▸ **TESTO FORNITO**
Un caffè a Radio X con Michele Cuscusa: «Pastore per vocazione, da quarant’anni crediamo nel biologico»

«Se uno è convinto, convince gli altri e riesce a fare». Michele Cuscusa lo ha imparato a tredici anni, quando ha deciso di diventare pastore contro il volere del padre. Oggi, insieme ai suoi fratelli, è alla guida dell’azienda agricola Fratelli Cuscusa di Gonnostramatza, un esempio virtuoso di agricoltura biologica e multifunzionale in Sardegna.


«Quando uno nasce pastore, non può perdere la propria identità». Michele Cuscusa, titolare insieme ai suoi fratelli dell’azienda agricola Fratelli Cuscusa di Gonnostramatza, è l’ospite di questa puntata di Un caffè a Radio X: intervistato da Ilene Steingut ci ha raccontato con passione la storia della sua famiglia e della sua scelta di vita, legata all’agricoltura biologica e sostenibile, che affonda le radici in una lunga tradizione contadina: «Sono figlio della transumanza. I primi a credere nel progetto della nostra fattoria sono stati i nostri genitori. Mio padre veniva da Sedilo, un paese di cavalli e cavalieri. Quando arrivò nel Campidano, alla fine degli anni Quaranta, portava con sé 350 pecore, due cavalli, e tutta l’attrezzatura del mestiere. Vestito con pantaloni in velluto, stivali e giacca, sembrava un signore più che un pastore». Un’immagine che colpì anche la madre di Michele, figlia di un ex maresciallo dell’esercito e sorella di finanzieri e di un medico: «Per poterla conoscere, mio padre si mise il vizio di fumare, così aveva una scusa per entrare nell’emporio del nonno. Un giorno arrivava con un cavallo bianco, un altro con un baio. Finché è riuscito a farsi accettare da quella famiglia, che certo non vedeva di buon occhio i pastori».

▸ **DESCRIZIONE DEL COMPITO**
Stampa la parte dell'intervista a Michele Cuscusa compresa tra "Un caffè a Radio X con" e "multifunzionale in Sardegna.", estremi inclusi.

▸ **VOCI ESTRATTE**
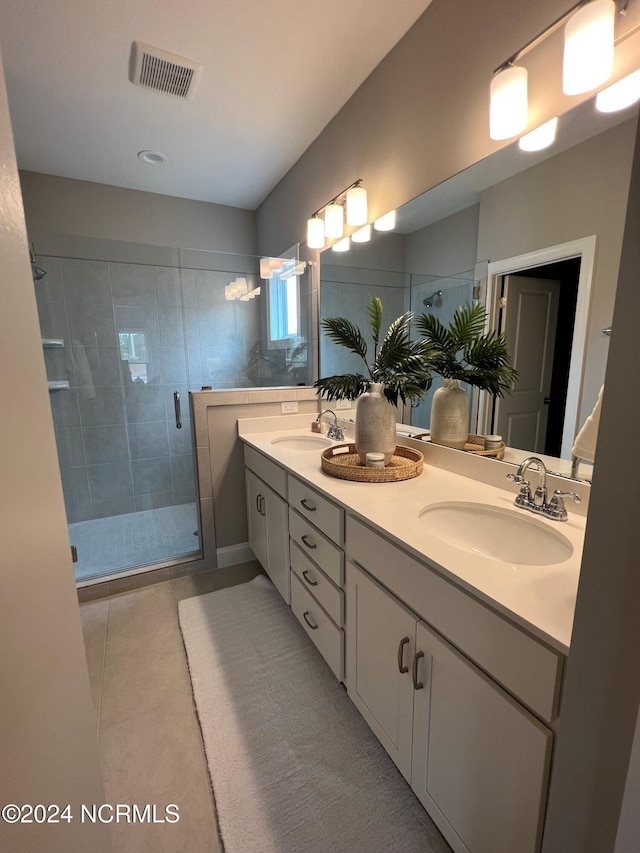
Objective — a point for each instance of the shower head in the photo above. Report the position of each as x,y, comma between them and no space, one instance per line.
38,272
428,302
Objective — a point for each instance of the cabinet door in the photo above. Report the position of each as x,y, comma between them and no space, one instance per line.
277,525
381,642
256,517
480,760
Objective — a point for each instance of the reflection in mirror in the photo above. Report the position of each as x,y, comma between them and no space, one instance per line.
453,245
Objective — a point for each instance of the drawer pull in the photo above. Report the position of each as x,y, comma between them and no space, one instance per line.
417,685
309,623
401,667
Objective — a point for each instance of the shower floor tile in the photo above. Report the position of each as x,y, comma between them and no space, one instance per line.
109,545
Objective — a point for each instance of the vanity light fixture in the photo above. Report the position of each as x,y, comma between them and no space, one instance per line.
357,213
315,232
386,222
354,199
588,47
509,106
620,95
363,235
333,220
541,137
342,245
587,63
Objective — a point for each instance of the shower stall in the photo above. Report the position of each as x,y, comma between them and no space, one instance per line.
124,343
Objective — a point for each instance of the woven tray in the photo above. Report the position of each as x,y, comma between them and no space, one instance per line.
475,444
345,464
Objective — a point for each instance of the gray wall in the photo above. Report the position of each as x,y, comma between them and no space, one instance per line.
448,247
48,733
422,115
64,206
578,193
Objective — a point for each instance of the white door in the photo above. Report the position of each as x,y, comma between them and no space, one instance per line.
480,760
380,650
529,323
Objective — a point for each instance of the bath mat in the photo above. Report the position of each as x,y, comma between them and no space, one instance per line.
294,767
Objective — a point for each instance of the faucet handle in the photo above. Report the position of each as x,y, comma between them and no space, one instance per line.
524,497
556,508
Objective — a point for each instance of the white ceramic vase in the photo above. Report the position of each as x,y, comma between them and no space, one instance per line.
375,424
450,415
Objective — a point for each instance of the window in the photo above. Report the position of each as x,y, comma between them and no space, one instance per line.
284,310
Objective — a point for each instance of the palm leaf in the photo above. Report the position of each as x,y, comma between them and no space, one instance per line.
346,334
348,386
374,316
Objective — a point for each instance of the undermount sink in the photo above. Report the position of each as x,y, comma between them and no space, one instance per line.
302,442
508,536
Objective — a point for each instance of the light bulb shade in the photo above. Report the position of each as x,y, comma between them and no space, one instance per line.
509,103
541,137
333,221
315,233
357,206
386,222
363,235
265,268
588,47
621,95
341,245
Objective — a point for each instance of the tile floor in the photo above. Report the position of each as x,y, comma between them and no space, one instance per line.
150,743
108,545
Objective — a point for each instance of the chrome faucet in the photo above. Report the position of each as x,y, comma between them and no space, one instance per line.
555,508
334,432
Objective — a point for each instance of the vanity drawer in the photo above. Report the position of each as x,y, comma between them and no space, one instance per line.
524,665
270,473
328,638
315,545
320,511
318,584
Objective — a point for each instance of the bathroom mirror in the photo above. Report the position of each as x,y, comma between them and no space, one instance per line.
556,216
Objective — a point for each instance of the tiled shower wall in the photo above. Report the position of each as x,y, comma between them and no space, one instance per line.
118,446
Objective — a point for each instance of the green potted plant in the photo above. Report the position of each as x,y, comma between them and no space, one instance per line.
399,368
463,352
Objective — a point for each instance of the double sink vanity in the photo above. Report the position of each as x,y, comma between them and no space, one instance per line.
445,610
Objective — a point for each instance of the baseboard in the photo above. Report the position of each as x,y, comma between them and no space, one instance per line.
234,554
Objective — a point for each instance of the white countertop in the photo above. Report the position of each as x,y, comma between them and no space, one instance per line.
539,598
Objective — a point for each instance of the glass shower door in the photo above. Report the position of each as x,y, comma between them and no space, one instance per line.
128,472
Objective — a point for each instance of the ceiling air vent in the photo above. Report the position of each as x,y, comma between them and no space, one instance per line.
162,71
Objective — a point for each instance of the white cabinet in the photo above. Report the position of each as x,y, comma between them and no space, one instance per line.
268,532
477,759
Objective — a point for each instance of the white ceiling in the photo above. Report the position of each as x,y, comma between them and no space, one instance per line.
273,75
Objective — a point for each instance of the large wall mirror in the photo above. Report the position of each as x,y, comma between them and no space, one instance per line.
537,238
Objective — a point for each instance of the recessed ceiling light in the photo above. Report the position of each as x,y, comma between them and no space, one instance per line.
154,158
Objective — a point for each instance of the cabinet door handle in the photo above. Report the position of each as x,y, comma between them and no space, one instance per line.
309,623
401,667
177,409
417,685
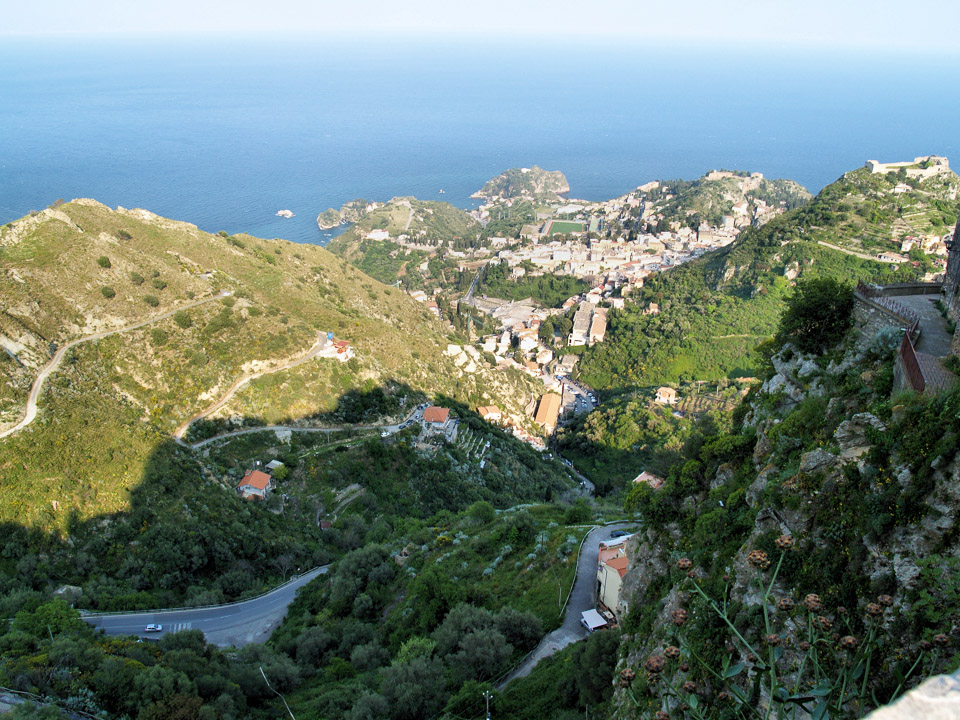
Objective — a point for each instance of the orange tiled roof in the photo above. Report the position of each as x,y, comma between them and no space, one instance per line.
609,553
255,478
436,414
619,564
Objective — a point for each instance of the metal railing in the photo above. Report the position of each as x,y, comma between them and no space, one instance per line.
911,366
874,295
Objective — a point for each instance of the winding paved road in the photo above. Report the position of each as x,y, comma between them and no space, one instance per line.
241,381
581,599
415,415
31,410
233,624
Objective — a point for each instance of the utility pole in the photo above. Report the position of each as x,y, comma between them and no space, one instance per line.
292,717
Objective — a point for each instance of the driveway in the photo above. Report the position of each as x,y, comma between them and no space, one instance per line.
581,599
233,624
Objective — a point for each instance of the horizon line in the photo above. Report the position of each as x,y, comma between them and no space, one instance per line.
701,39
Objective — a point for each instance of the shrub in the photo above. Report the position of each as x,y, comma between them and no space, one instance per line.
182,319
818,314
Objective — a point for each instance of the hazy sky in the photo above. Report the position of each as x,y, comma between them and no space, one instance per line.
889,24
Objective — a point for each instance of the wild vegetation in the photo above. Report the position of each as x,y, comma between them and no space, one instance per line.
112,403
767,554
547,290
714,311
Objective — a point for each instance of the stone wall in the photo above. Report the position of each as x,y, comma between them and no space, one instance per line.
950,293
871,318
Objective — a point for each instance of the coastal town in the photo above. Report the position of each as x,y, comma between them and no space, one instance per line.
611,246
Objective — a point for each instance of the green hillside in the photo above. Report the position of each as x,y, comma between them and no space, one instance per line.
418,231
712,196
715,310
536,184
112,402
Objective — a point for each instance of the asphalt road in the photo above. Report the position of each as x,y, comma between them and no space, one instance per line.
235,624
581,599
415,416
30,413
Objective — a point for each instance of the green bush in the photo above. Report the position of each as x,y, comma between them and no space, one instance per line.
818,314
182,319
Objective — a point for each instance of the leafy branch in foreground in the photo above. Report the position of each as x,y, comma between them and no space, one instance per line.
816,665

▸ **SOLUZIONE DEL COMPITO**
Un caffè a Radio X con Michele Cuscusa: «Pastore per vocazione, da quarant’anni crediamo nel biologico»

«Se uno è convinto, convince gli altri e riesce a fare». Michele Cuscusa lo ha imparato a tredici anni, quando ha deciso di diventare pastore contro il volere del padre. Oggi, insieme ai suoi fratelli, è alla guida dell’azienda agricola Fratelli Cuscusa di Gonnostramatza, un esempio virtuoso di agricoltura biologica e multifunzionale in Sardegna.